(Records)
◆ ◆ ◆ ◆ ◆ ◆ ◆

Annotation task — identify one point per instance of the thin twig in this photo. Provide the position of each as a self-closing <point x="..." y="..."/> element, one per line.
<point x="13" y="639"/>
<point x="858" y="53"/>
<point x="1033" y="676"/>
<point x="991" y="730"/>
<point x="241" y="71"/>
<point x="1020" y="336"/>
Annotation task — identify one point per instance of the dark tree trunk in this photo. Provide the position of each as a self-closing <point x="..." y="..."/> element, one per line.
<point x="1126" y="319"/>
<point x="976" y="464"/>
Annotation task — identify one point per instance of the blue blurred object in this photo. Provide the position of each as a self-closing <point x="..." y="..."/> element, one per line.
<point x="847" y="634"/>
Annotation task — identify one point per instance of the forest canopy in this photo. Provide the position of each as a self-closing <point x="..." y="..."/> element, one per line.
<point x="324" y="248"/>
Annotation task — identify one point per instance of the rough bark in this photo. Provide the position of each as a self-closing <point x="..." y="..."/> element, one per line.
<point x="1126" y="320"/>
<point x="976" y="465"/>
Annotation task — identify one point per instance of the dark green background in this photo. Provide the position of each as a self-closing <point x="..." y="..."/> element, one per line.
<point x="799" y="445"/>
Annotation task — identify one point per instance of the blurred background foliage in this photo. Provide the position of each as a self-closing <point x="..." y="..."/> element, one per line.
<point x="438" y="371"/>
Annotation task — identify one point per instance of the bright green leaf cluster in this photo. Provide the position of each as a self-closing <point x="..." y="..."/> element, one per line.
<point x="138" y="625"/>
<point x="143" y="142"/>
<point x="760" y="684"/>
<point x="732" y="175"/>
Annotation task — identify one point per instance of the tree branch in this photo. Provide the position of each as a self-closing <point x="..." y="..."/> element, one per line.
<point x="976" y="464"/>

◆ ◆ ◆ ◆ ◆ ◆ ◆

- **Job**
Every entry needs to be retyped exactly.

- **Reply**
Annotation task — identify one point per instance of the thin twig in this photo. Provide the position of each as a self-closing <point x="..." y="..."/> element, one per line.
<point x="13" y="639"/>
<point x="858" y="53"/>
<point x="1033" y="676"/>
<point x="991" y="730"/>
<point x="241" y="71"/>
<point x="1020" y="336"/>
Annotation task — identify one point per instance of the dark tree trunk in this photo. Provide the position of each as a self-closing <point x="..." y="..."/> element, one per line.
<point x="1126" y="319"/>
<point x="976" y="464"/>
Annotation task — identify one point per instance of the blue blurred object in this photo. Provide the position of each as a self-closing <point x="..." y="..."/> element, one per line.
<point x="847" y="634"/>
Annotation task — identify one point per instance of the forest canopy in this photo. Provide the position of each as a self-closing <point x="..." y="..."/> element, one per line.
<point x="324" y="248"/>
Annotation task — identify one point per instance of the rough bark in this photo. Provide the position of each as a self-closing <point x="..." y="..."/> element, one per line.
<point x="1126" y="320"/>
<point x="976" y="465"/>
Annotation task — identify one point per instance of the dark green background in this photo. Provide the position of each as a self-closing <point x="..." y="..."/> element, one per line.
<point x="799" y="445"/>
Annotation task — identify one point per instance of the blurred background foliage in this photo. Provide the position of each as a self-closing <point x="..." y="..."/> element, one per line.
<point x="438" y="371"/>
Annotation task — identify one point per instance of the bright green leaf cluster in this photo. Provide the position of each as a self-closing <point x="..." y="..."/> element, one per line.
<point x="138" y="625"/>
<point x="143" y="142"/>
<point x="760" y="684"/>
<point x="732" y="175"/>
Annotation task — identify one point per instance of the tree branch in this photo. Provide the position of each as a self-closing <point x="..." y="..."/> element, one per line.
<point x="976" y="464"/>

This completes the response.